_EXERCISE BRIEF_. Render every line of the records below as a Markdown table with the columns "No." and "Line". Number the rows consecutively and omit blank lines.

────────────────────────────────────────

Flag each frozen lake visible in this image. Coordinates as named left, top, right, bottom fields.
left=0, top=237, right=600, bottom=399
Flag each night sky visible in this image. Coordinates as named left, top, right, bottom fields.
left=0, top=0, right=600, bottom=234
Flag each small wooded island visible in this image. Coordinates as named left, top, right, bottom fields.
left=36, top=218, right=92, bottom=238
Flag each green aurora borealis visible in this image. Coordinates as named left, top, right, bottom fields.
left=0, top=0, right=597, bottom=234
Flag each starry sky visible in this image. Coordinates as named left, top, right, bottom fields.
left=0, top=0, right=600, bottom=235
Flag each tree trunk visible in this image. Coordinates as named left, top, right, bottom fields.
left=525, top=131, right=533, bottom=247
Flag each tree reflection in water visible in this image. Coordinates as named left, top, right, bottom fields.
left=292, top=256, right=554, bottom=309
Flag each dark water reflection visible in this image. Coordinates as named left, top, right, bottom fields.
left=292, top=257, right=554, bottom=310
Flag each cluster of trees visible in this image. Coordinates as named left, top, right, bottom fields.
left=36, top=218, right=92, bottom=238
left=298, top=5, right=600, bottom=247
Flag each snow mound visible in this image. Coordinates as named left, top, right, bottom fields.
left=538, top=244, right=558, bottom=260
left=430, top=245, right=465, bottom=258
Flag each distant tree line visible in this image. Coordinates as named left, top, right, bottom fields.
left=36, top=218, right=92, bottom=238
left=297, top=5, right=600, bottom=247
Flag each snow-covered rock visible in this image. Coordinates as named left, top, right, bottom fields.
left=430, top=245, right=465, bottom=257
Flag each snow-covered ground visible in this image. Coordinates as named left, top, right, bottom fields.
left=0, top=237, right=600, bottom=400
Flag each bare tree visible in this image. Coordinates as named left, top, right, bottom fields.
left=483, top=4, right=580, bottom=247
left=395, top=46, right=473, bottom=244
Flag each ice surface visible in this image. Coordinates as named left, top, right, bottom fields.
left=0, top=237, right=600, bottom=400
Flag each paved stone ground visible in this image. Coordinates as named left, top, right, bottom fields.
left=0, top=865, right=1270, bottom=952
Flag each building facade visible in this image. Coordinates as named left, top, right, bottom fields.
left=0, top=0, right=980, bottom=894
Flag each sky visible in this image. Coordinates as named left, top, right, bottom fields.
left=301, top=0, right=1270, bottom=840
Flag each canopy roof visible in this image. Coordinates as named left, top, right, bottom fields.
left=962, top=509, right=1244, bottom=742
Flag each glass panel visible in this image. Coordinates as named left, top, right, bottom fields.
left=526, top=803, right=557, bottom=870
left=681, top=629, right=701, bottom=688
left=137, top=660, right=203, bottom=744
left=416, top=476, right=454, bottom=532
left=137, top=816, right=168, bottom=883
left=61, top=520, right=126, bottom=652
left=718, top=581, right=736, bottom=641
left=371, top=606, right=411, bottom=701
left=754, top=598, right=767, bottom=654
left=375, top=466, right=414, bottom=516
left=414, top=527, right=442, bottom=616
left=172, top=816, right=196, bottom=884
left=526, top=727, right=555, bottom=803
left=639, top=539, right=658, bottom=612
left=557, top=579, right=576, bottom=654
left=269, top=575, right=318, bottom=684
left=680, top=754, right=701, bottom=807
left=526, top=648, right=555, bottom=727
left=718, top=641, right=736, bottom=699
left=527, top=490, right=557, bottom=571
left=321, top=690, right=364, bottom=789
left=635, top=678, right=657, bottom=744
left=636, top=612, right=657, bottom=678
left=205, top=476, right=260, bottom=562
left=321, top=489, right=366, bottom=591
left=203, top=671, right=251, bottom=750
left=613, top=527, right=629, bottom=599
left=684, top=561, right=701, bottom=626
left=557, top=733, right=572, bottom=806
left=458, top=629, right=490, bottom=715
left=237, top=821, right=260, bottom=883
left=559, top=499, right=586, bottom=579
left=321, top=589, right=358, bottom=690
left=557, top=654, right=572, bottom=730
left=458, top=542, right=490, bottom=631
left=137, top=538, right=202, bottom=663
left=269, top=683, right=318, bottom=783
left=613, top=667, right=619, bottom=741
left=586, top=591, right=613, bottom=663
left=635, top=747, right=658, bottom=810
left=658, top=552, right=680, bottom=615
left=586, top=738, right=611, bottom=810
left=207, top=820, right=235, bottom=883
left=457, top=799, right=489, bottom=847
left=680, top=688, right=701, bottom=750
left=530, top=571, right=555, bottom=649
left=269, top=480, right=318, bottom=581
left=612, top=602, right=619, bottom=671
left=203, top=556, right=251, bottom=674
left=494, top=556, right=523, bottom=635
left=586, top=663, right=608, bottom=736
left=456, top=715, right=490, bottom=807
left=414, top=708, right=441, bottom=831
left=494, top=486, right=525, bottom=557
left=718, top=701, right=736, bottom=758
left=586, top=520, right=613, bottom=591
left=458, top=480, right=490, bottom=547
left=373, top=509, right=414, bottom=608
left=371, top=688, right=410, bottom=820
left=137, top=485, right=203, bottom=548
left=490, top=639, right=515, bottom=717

────────────────────────────────────────

_WRITTEN REPLY_.
| No. | Line |
|---|---|
| 1 | Flag each frozen lake visible in this image. Coordinates as named left, top, right, bottom fields. |
| 2 | left=0, top=237, right=600, bottom=399 |
| 3 | Flag each night sky visible in this image. Coordinates as named left, top, right, bottom fields. |
| 4 | left=0, top=0, right=600, bottom=234 |
| 5 | Flag each small wooded island visible in this image. Coordinates as named left, top, right, bottom fields. |
| 6 | left=36, top=218, right=92, bottom=238 |
| 7 | Flag each green aurora borealis visible in this image. Coordinates as named left, top, right, bottom fields. |
| 8 | left=0, top=0, right=597, bottom=234 |
| 9 | Flag each starry sky visible in this image. Coordinates as named left, top, right, bottom fields. |
| 10 | left=0, top=0, right=600, bottom=235 |
| 11 | Flag each tree trunk visible in this image. Coordinates as named left, top, right, bottom fields. |
| 12 | left=525, top=131, right=533, bottom=247 |
| 13 | Flag each tree reflection in water visible in this image. Coordinates as named left, top, right, bottom fields. |
| 14 | left=292, top=256, right=554, bottom=309 |
| 15 | Flag each dark water reflection visible in this image. Coordinates as named left, top, right, bottom fields. |
| 16 | left=292, top=257, right=554, bottom=310 |
| 17 | Flag each cluster of trees visible in this image. Coordinates as named left, top, right, bottom fields. |
| 18 | left=36, top=218, right=92, bottom=238 |
| 19 | left=298, top=5, right=600, bottom=247 |
| 20 | Flag each snow mound visible in this image. Coordinates as named left, top, right, bottom fields. |
| 21 | left=538, top=244, right=558, bottom=260 |
| 22 | left=430, top=245, right=465, bottom=258 |
| 23 | Flag each distant tree line visible in this image. Coordinates as named left, top, right, bottom fields. |
| 24 | left=36, top=218, right=92, bottom=238 |
| 25 | left=297, top=5, right=600, bottom=247 |
| 26 | Flag each snow-covered rock visible in this image. Coordinates as named left, top, right, bottom fields. |
| 27 | left=430, top=245, right=465, bottom=257 |
| 28 | Flag each snow-covered ground visible in this image. Coordinates as named left, top, right, bottom fields. |
| 29 | left=0, top=237, right=600, bottom=400 |
| 30 | Flag each bare tree visible in this image. Coordinates as named left, top, right, bottom fields. |
| 31 | left=483, top=4, right=580, bottom=247 |
| 32 | left=395, top=46, right=473, bottom=244 |
| 33 | Flag each ice surface visible in this image. Coordinates as named left, top, right, bottom fields. |
| 34 | left=0, top=237, right=600, bottom=400 |
| 35 | Flag each paved stone ground visible in this image. Coordinates as named left, top, right, bottom fields. |
| 36 | left=0, top=865, right=1270, bottom=952 |
| 37 | Flag each building facade visible in this image. Coordinates as named left, top, right, bottom fields. |
| 38 | left=0, top=0, right=980, bottom=894 |
| 39 | Flag each sky visible in this image. Coordinates as named left, top, right, bottom fields. |
| 40 | left=301, top=0, right=1270, bottom=840 |
| 41 | Flag each canopy roof visible in this image. Coordinates as named left, top, right, bottom fields. |
| 42 | left=962, top=509, right=1244, bottom=742 |
| 43 | Flag each glass panel visible in this image. Coordinates as named left, top, right, bottom fields. |
| 44 | left=526, top=803, right=557, bottom=870 |
| 45 | left=681, top=629, right=701, bottom=688 |
| 46 | left=137, top=660, right=203, bottom=744 |
| 47 | left=416, top=476, right=454, bottom=532 |
| 48 | left=137, top=816, right=168, bottom=883 |
| 49 | left=61, top=520, right=126, bottom=652 |
| 50 | left=718, top=581, right=736, bottom=641 |
| 51 | left=371, top=606, right=411, bottom=701 |
| 52 | left=754, top=598, right=767, bottom=654 |
| 53 | left=375, top=466, right=414, bottom=516 |
| 54 | left=414, top=527, right=442, bottom=616 |
| 55 | left=172, top=816, right=196, bottom=884 |
| 56 | left=526, top=727, right=555, bottom=803 |
| 57 | left=639, top=539, right=658, bottom=612 |
| 58 | left=557, top=579, right=576, bottom=654 |
| 59 | left=269, top=575, right=318, bottom=684 |
| 60 | left=680, top=754, right=701, bottom=807 |
| 61 | left=526, top=648, right=555, bottom=727 |
| 62 | left=718, top=641, right=736, bottom=699 |
| 63 | left=527, top=490, right=557, bottom=571 |
| 64 | left=321, top=690, right=364, bottom=789 |
| 65 | left=635, top=678, right=657, bottom=744 |
| 66 | left=636, top=612, right=657, bottom=678 |
| 67 | left=205, top=476, right=260, bottom=562 |
| 68 | left=321, top=489, right=366, bottom=591 |
| 69 | left=203, top=671, right=251, bottom=750 |
| 70 | left=613, top=527, right=629, bottom=599 |
| 71 | left=684, top=561, right=701, bottom=626 |
| 72 | left=557, top=733, right=572, bottom=806 |
| 73 | left=458, top=629, right=490, bottom=715 |
| 74 | left=237, top=821, right=260, bottom=883 |
| 75 | left=559, top=499, right=586, bottom=579 |
| 76 | left=321, top=589, right=358, bottom=690 |
| 77 | left=557, top=654, right=572, bottom=730 |
| 78 | left=458, top=542, right=490, bottom=631 |
| 79 | left=137, top=538, right=202, bottom=663 |
| 80 | left=269, top=683, right=318, bottom=783 |
| 81 | left=613, top=667, right=619, bottom=741 |
| 82 | left=586, top=591, right=613, bottom=663 |
| 83 | left=635, top=747, right=658, bottom=810 |
| 84 | left=658, top=552, right=680, bottom=615 |
| 85 | left=586, top=738, right=611, bottom=810 |
| 86 | left=207, top=820, right=235, bottom=883 |
| 87 | left=457, top=799, right=489, bottom=847 |
| 88 | left=680, top=688, right=701, bottom=750 |
| 89 | left=530, top=571, right=555, bottom=649 |
| 90 | left=269, top=480, right=318, bottom=581 |
| 91 | left=612, top=602, right=619, bottom=671 |
| 92 | left=203, top=556, right=251, bottom=674 |
| 93 | left=494, top=556, right=523, bottom=635 |
| 94 | left=586, top=663, right=608, bottom=736 |
| 95 | left=456, top=715, right=490, bottom=807 |
| 96 | left=414, top=708, right=441, bottom=831 |
| 97 | left=494, top=486, right=525, bottom=557 |
| 98 | left=718, top=701, right=736, bottom=758 |
| 99 | left=586, top=520, right=613, bottom=591 |
| 100 | left=458, top=480, right=490, bottom=547 |
| 101 | left=373, top=509, right=414, bottom=608 |
| 102 | left=371, top=688, right=410, bottom=820 |
| 103 | left=137, top=485, right=203, bottom=548 |
| 104 | left=490, top=639, right=515, bottom=717 |